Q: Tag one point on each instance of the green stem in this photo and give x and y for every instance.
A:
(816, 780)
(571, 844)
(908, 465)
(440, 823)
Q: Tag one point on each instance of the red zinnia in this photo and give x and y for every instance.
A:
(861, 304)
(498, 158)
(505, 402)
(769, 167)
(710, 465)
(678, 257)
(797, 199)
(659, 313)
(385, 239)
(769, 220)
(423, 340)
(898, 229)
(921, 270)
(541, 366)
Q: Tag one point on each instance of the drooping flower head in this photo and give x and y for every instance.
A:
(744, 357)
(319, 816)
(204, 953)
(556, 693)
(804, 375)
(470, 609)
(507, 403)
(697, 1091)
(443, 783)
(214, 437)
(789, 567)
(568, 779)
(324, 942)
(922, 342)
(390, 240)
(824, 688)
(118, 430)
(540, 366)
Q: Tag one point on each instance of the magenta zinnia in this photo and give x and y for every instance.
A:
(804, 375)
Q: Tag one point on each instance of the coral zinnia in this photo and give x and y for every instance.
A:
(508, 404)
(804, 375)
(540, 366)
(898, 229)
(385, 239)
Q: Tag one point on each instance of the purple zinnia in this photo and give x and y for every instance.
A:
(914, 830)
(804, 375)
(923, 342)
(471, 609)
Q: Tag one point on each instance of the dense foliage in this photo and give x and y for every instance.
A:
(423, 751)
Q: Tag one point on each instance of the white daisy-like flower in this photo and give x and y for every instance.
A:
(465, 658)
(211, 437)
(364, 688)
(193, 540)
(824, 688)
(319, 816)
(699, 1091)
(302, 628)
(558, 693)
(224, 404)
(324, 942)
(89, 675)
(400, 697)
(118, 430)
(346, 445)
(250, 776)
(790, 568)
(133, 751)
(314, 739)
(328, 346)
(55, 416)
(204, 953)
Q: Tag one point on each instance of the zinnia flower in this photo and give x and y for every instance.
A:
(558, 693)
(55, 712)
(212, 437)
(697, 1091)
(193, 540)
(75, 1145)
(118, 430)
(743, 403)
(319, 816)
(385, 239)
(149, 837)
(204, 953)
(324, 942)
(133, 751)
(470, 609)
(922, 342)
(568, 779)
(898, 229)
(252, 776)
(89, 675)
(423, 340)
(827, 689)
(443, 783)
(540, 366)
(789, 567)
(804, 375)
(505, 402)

※

• [YOUR GOAL]:
Repeat the stretch of items from the line containing "Q: Tag one point on each instance of the dense" through the end of the items, word for word.

• [EXERCISE RESULT]:
Q: Tag one point on each instance of the dense foliage in this photo and give x and y for every instance.
A:
(423, 751)
Q: Tag one point on each instance of the white daisy-like flower in this photo and give x and y for every instance.
A:
(465, 658)
(211, 437)
(364, 688)
(193, 540)
(824, 688)
(319, 816)
(699, 1091)
(302, 628)
(558, 693)
(224, 404)
(324, 942)
(89, 675)
(400, 697)
(118, 430)
(346, 445)
(250, 776)
(790, 568)
(133, 751)
(314, 739)
(328, 346)
(55, 416)
(204, 953)
Q: Tag one point on each instance of the zinnia flower in this photo and give x and y for every instance.
A:
(558, 693)
(55, 712)
(212, 437)
(697, 1091)
(193, 540)
(75, 1145)
(118, 430)
(743, 403)
(319, 816)
(385, 239)
(149, 837)
(204, 953)
(324, 942)
(133, 751)
(470, 609)
(922, 342)
(568, 779)
(898, 229)
(252, 776)
(89, 675)
(423, 340)
(827, 689)
(443, 783)
(540, 366)
(789, 567)
(804, 375)
(505, 402)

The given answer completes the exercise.